[Opening DATA FOR THE TASK section]

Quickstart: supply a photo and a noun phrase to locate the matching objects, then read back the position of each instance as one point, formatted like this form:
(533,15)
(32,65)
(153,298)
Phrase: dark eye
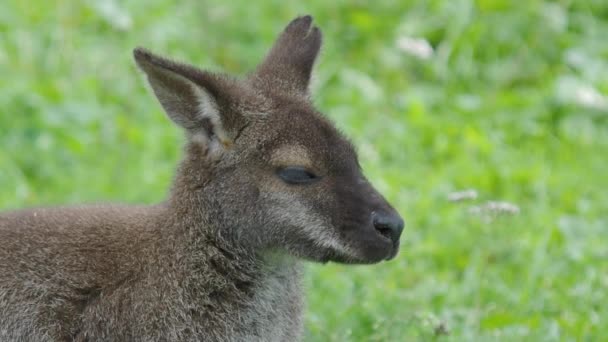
(296,175)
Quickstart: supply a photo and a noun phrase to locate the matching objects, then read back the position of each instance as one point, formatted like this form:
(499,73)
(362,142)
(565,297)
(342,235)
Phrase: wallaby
(266,183)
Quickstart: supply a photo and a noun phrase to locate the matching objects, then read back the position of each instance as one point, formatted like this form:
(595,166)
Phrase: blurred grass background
(506,98)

[Closing DATA FOR THE TASK section]

WHAT NEEDS TO BE DONE » Repeat the records above exactly. No pictures go into the repeat.

WRITTEN SOLUTION »
Quickstart: supply a photo and a noun phrase to locate the matching objects, then read back the position of each instance as one point, formatted like this form:
(533,15)
(32,65)
(153,298)
Phrase: dark eye
(296,175)
Quickstart: supply a photo and a noun phrase to locate the matching objects, then read back the position of each instance as one point, formatted like this form:
(499,73)
(362,142)
(565,297)
(342,235)
Phrase: wallaby
(266,183)
Quickstart: supply a photo and a noun phrase to locate the matching objects, then read back the position of each instance as one point, formatted like this form:
(595,166)
Phrase: blurred grass background
(506,98)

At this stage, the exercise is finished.